* [Exercise objective]: Rewrite the material from the line with "One point goes on every instance of the black purse" to the line with "x=869 y=185", both lines included, keeping the requests and offsetting every coordinate in the answers by -62.

* [Dataset]:

────

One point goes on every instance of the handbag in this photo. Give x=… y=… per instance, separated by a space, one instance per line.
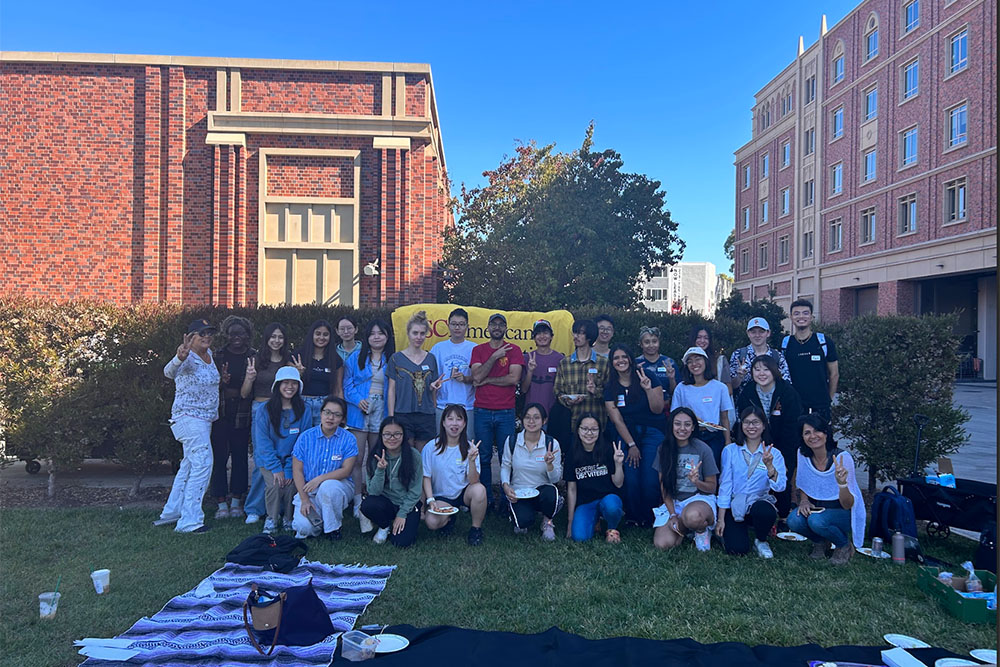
x=293 y=617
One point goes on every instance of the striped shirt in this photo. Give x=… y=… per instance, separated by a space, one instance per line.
x=321 y=455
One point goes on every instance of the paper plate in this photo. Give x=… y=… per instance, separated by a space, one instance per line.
x=984 y=654
x=902 y=641
x=391 y=643
x=791 y=537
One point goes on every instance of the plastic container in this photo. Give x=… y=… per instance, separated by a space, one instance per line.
x=357 y=646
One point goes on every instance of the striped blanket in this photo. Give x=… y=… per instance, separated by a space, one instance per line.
x=205 y=625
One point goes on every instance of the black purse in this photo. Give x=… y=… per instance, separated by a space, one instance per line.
x=293 y=617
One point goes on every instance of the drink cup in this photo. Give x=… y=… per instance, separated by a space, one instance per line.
x=47 y=604
x=102 y=580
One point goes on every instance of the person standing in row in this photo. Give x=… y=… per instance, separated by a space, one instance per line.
x=543 y=364
x=320 y=366
x=454 y=358
x=812 y=361
x=195 y=407
x=496 y=370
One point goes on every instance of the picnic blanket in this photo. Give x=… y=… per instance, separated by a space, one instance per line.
x=204 y=626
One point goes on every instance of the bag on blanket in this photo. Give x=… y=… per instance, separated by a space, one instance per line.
x=294 y=617
x=280 y=553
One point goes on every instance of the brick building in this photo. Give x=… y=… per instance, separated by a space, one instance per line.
x=220 y=181
x=869 y=185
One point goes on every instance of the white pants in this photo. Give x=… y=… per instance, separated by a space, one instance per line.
x=184 y=501
x=329 y=501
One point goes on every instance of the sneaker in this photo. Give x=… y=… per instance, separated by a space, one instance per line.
x=763 y=549
x=703 y=540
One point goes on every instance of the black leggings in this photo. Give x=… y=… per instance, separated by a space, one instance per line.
x=736 y=535
x=382 y=513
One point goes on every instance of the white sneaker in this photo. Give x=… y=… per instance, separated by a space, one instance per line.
x=763 y=549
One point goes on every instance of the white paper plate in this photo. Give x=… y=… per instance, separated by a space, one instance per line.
x=903 y=641
x=789 y=536
x=391 y=643
x=984 y=654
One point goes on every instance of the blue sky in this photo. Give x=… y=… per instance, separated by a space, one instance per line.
x=668 y=84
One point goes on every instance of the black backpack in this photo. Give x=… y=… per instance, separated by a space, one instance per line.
x=279 y=553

────

* [Reply to the task]:
One point goes on every instance of the black purse in this photo. Give x=… y=… per instance, separated by a space, one instance per line.
x=231 y=555
One point goes on every instance of the drink cup in this photo. Give x=… y=… per instance, separated by a space, one instance per line.
x=-15 y=542
x=40 y=518
One point goes on every instance of the person standing in row in this photo. Give x=… y=… per instance, separated by a space, one instance per line.
x=481 y=302
x=258 y=304
x=392 y=296
x=750 y=299
x=133 y=345
x=434 y=308
One point goes on every instance of the picnic blanket in this photo. Give x=… y=… per instance, separated by a space, one instance per line.
x=142 y=564
One point goes on every instance of the bag on blanket in this photo. Give x=… y=… per instance, separated by a space, one instance per line.
x=232 y=555
x=218 y=491
One point goes on every instance of the brick building in this photo. Give x=… y=… per instance, separated by a space, one instance per line.
x=158 y=119
x=807 y=123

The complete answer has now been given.